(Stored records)
○ ○ ○ ○ ○ ○ ○

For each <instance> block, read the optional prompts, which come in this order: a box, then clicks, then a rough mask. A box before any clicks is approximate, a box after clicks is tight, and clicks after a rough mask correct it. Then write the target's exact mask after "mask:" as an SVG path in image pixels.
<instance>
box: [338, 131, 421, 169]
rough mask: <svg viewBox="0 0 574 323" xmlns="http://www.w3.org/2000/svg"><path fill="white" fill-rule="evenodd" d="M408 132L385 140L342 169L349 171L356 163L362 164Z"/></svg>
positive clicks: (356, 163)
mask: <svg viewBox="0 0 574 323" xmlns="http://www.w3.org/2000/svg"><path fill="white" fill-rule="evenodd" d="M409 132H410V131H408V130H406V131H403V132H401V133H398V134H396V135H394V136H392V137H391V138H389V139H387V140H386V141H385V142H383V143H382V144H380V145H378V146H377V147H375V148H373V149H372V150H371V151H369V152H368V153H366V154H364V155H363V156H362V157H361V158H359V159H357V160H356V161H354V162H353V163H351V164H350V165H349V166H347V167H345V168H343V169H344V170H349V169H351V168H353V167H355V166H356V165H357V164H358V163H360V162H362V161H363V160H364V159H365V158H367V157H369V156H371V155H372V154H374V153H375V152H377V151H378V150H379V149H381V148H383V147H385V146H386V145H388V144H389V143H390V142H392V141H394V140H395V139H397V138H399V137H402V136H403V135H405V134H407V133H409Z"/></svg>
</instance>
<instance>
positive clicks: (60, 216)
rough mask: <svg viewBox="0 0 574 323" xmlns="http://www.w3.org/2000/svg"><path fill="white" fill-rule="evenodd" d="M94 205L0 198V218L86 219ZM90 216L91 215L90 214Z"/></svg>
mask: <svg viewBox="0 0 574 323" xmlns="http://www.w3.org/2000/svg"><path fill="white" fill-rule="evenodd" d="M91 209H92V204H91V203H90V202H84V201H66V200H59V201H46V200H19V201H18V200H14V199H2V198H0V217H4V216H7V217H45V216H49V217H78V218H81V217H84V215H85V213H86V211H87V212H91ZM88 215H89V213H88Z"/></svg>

○ ○ ○ ○ ○ ○ ○

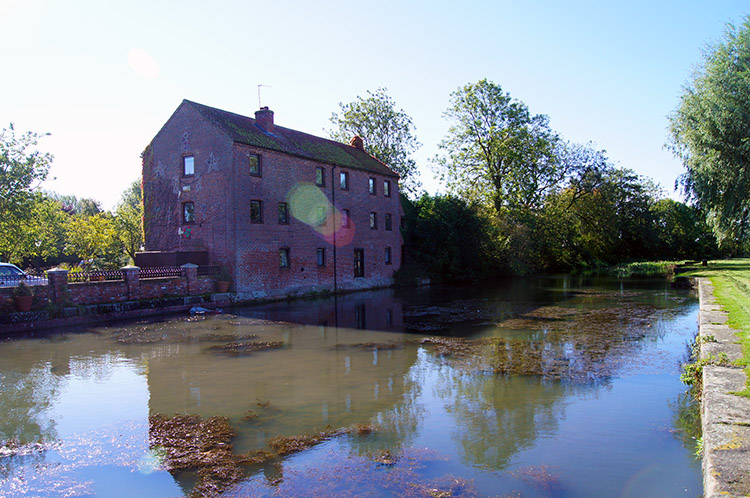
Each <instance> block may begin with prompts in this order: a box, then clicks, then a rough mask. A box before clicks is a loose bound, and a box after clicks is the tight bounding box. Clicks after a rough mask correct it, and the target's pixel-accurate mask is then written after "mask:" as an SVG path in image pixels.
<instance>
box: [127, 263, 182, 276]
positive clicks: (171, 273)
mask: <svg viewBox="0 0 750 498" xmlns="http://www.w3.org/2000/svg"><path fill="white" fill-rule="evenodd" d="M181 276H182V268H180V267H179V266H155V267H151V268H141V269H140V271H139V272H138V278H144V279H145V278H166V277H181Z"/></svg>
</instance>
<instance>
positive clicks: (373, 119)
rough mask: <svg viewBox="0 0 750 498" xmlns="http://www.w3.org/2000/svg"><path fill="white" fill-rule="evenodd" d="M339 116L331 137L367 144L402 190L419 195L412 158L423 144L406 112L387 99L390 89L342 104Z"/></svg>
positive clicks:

○ ○ ○ ○ ○ ○ ○

▶ [EXERCISE]
Copy the data above verbatim, everything from the line containing "For each <instance>" down to the line containing "box: [338, 131, 421, 169]", including both of those lines.

▶ [ANSWER FOR THIS EXERCISE]
For each <instance> block, read the optional prompts, which come in this order: a box, then clicks, then a rough mask. A box before any clicks is approximate, a box after clicks is tight, and clicks after a rough mask correct it. Then write the target's exact mask after "mask:" as an SVG path in image pixels.
<instance>
box: [338, 131, 421, 169]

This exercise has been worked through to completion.